=== DATA TO EXAMINE ===

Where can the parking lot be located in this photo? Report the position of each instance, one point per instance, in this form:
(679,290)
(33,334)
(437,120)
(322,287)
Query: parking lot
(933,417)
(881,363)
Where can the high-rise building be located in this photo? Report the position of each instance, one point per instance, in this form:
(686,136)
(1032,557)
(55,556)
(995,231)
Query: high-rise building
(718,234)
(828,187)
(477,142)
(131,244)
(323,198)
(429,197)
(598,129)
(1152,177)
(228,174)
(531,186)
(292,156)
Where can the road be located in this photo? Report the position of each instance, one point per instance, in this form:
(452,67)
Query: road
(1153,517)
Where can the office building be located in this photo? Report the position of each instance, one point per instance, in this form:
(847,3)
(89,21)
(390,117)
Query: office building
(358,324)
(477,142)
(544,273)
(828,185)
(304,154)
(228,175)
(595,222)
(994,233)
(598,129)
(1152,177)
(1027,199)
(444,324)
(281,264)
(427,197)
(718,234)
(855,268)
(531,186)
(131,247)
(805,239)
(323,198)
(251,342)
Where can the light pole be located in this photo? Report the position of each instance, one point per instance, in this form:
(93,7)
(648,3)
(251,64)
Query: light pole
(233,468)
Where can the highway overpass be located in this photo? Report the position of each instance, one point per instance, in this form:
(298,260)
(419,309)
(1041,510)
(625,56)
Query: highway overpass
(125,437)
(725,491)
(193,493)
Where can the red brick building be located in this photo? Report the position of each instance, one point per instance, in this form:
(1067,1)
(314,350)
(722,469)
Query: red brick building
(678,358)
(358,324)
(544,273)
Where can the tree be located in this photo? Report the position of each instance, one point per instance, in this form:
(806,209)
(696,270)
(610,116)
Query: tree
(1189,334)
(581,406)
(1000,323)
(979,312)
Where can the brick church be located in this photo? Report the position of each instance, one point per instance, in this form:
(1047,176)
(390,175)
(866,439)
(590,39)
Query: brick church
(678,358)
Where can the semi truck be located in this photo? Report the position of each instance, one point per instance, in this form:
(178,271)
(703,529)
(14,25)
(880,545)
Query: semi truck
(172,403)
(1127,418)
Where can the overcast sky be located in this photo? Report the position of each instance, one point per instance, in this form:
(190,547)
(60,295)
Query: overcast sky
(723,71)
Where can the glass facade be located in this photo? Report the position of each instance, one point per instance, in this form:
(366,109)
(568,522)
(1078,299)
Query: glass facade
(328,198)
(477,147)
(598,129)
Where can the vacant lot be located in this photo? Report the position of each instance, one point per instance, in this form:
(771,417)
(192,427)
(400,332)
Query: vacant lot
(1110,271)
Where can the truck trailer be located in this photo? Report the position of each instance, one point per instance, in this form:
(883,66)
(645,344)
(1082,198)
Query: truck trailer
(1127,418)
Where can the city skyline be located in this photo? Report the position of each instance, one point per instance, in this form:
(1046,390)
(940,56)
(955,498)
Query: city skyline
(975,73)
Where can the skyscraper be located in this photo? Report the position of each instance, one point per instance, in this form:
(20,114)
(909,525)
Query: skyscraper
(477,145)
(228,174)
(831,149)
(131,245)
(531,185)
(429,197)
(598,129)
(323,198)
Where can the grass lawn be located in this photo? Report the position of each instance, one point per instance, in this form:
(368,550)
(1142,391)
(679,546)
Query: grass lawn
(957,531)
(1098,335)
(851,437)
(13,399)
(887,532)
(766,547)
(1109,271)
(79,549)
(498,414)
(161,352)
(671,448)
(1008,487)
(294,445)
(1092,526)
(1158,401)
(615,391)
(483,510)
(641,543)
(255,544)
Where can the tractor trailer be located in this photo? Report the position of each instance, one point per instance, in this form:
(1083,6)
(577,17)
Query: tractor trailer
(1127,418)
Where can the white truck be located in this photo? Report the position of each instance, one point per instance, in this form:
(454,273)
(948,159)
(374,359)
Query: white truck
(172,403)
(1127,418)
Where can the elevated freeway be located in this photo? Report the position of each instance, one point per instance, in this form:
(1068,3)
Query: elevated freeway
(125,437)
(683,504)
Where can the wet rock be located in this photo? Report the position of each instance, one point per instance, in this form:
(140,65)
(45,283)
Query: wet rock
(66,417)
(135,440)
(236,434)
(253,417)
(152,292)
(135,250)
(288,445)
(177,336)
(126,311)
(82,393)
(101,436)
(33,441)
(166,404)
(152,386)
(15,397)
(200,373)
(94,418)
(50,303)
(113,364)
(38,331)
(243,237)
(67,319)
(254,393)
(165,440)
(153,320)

===

All of the data is to be transcribed exactly as written.

## RESPONSE TO THIS EXERCISE
Where can the parking lot be located in this photo? Report the position of each instance, one point per instance, in this form:
(679,290)
(33,334)
(437,120)
(322,287)
Query: parking lot
(933,417)
(881,363)
Where can the high-rise building be located in this photo? Report the position of each instance, one point per instance, in this form:
(686,136)
(1032,557)
(55,556)
(995,231)
Query: high-rise building
(718,234)
(828,187)
(477,142)
(131,244)
(323,198)
(429,197)
(598,129)
(1152,177)
(228,174)
(531,186)
(292,156)
Where can the road be located in this photo? Report the position of each instance, one point per instance, in this form:
(452,67)
Query: road
(1153,517)
Where can the office building be located in this photo? Report the position of each instance, one point per instance, in this form:
(847,3)
(89,21)
(390,117)
Query: office building
(358,324)
(477,142)
(544,273)
(828,185)
(304,154)
(228,175)
(595,222)
(994,233)
(598,129)
(1152,177)
(1027,199)
(444,324)
(281,264)
(427,197)
(718,234)
(855,268)
(531,186)
(131,247)
(805,239)
(323,198)
(251,342)
Where can the light pole be located in this photo? Report the position of each instance, one point per instance, in this form:
(93,7)
(648,3)
(251,64)
Query: light pole
(233,468)
Where can the highway overpass be located in this photo? Report the position of each instance, one point per instance, in this form:
(298,260)
(419,309)
(1041,510)
(625,56)
Query: highway overpass
(125,437)
(725,491)
(193,493)
Where can the red brick building be located in this photo? Report the position of each instance, one point per instance, in this form:
(1067,1)
(314,350)
(722,469)
Query: red brick building
(678,358)
(358,324)
(544,273)
Where can the tree be located in this photo? Report the position of each instance, one point per instance, in this form:
(806,209)
(696,270)
(610,116)
Query: tree
(1189,334)
(581,406)
(1000,323)
(979,312)
Where can the brick church be located in this photo? Report the position of each instance, one point per instance, in this form:
(1047,176)
(390,175)
(866,439)
(590,39)
Query: brick church
(678,358)
Where can the semi truck be located in this photo? Report the position of each instance, one point per instance, in this form:
(178,271)
(703,529)
(14,25)
(880,545)
Query: semi truck
(172,403)
(1127,418)
Where can the overcast sky be located in this photo? Report the position of each instance, one point per instance, in this form:
(190,547)
(60,295)
Query: overcast sky
(723,71)
Where can the glass facade be located in this photo? Report the position of each instance, one point per instance, in this form:
(366,109)
(568,522)
(1078,299)
Query: glass facade
(328,198)
(477,147)
(598,129)
Where can the vacant lot be located in this photo? Report the position of each instance, one point per instance, in this form:
(771,417)
(192,427)
(400,332)
Query: vacant lot
(1110,271)
Where can the truck trailer be located in this photo? Report the position of each instance, one point per instance, in this form:
(883,66)
(645,344)
(1082,198)
Query: truck trailer
(1127,418)
Where can the city skyline be located in this photo? Report the position of each instance, one point per instance, in this form:
(1046,390)
(940,56)
(955,498)
Query: city skyline
(975,73)
Where can the skyscraper be located in this photo? Report the position of each instance, one point per instance, in this form:
(20,114)
(909,525)
Query: skyscraper
(477,145)
(228,174)
(831,149)
(131,245)
(531,185)
(429,197)
(598,129)
(323,198)
Where can the grass lawn be located in this photo? Report the position of each instance, one point per instance, in this form:
(368,550)
(1142,391)
(679,546)
Query: grass lawn
(957,531)
(1098,335)
(851,437)
(13,399)
(887,532)
(766,547)
(1109,271)
(79,549)
(498,414)
(161,352)
(671,448)
(1008,487)
(294,445)
(1092,526)
(1158,401)
(615,391)
(483,510)
(641,543)
(255,544)
Where can the tractor trailer be located in this photo? Report the position of each instance, one point per instance, in this form:
(1083,6)
(577,17)
Query: tractor trailer
(1127,418)
Where can the white truck be located in this photo? Report the position of each instance, one point per instance, in this form:
(454,273)
(948,159)
(374,359)
Query: white truck
(172,403)
(1127,418)
Where can the elevated freeway be located in this photo? Report the position of each instance, one point per instance, in this form:
(1068,3)
Query: elevated freeway
(125,437)
(683,504)
Where can the wet rock be located in this photo? Report the position of each instance, one point per instance, in this form:
(140,65)
(45,283)
Query: wet rock
(66,417)
(135,440)
(236,434)
(253,417)
(152,292)
(135,250)
(288,445)
(177,336)
(126,311)
(82,393)
(101,436)
(33,441)
(166,404)
(152,386)
(15,397)
(200,373)
(94,418)
(50,303)
(113,364)
(38,331)
(243,237)
(67,319)
(254,393)
(165,440)
(153,320)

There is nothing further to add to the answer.